— Work required —
Set down each record below precisely, skipping the pictures.
╭─ Task material
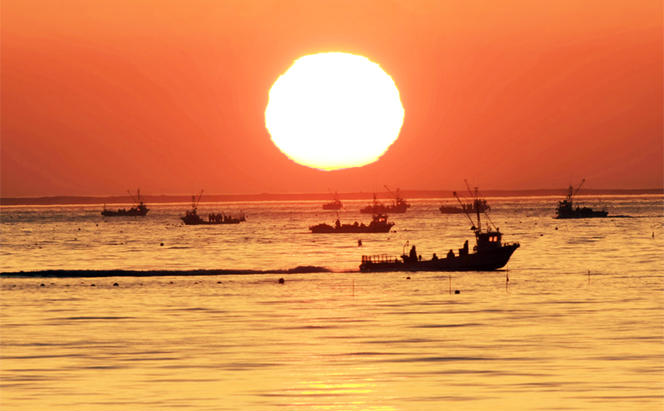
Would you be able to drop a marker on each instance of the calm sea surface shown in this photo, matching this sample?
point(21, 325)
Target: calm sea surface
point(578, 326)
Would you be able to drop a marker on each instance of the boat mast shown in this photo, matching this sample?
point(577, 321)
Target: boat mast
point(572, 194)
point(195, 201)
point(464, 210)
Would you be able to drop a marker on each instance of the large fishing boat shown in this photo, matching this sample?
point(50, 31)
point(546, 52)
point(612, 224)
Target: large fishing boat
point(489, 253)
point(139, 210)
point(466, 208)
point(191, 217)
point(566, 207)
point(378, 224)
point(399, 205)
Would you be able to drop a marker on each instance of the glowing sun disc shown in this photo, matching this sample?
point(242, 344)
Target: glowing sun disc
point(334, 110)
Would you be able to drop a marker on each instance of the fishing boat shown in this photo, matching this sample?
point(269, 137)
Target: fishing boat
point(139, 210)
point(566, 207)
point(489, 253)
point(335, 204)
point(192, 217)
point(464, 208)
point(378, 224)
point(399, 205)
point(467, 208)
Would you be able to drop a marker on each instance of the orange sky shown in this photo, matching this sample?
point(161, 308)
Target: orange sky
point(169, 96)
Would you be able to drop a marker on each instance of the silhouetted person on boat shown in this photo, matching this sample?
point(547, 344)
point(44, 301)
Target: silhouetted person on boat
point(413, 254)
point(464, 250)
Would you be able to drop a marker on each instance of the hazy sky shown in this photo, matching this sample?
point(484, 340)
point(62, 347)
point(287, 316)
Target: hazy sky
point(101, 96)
╰─
— Completed task —
Would you be able to drop a marker on each instance of the calm sea surface shown in this photo, matching this sample?
point(21, 325)
Target: calm sea surface
point(578, 326)
Would you be able to drop a marker on each instance of the boat mast shown in this photo, matching this sample?
point(577, 321)
Target: boat mast
point(572, 194)
point(195, 201)
point(464, 210)
Would you be able to drop a marker on each instance of the large fishing boat shown in this photo, matching this sample?
point(50, 31)
point(546, 52)
point(612, 224)
Target: large fishing boat
point(489, 253)
point(139, 210)
point(466, 208)
point(191, 217)
point(566, 207)
point(378, 224)
point(399, 205)
Would you be able to drop a marker on each instance of the glowing sun disc shown in this photo, matching this sample?
point(242, 344)
Target: glowing sun disc
point(334, 110)
Would you be able to drop a marker on each instance of the fishing boat shown in this photo, matching this sample?
point(269, 137)
Target: fishing boat
point(139, 210)
point(566, 207)
point(489, 253)
point(335, 204)
point(192, 217)
point(464, 208)
point(378, 224)
point(399, 205)
point(467, 208)
Would you be able to drop a marker on each instance of the orange sky shown in this photo, matching this sample?
point(161, 308)
Target: orange sky
point(169, 96)
Would you be able to drop a marker on each instance of the silhouetted person on boat shown in this photo, matching this sample?
point(547, 344)
point(44, 301)
Target: silhouetted person on boat
point(413, 254)
point(464, 250)
Would you be able to drop a marker on each instance of the hazy sky shown in this photo, matching this sample?
point(484, 340)
point(62, 347)
point(287, 316)
Target: hazy sky
point(101, 96)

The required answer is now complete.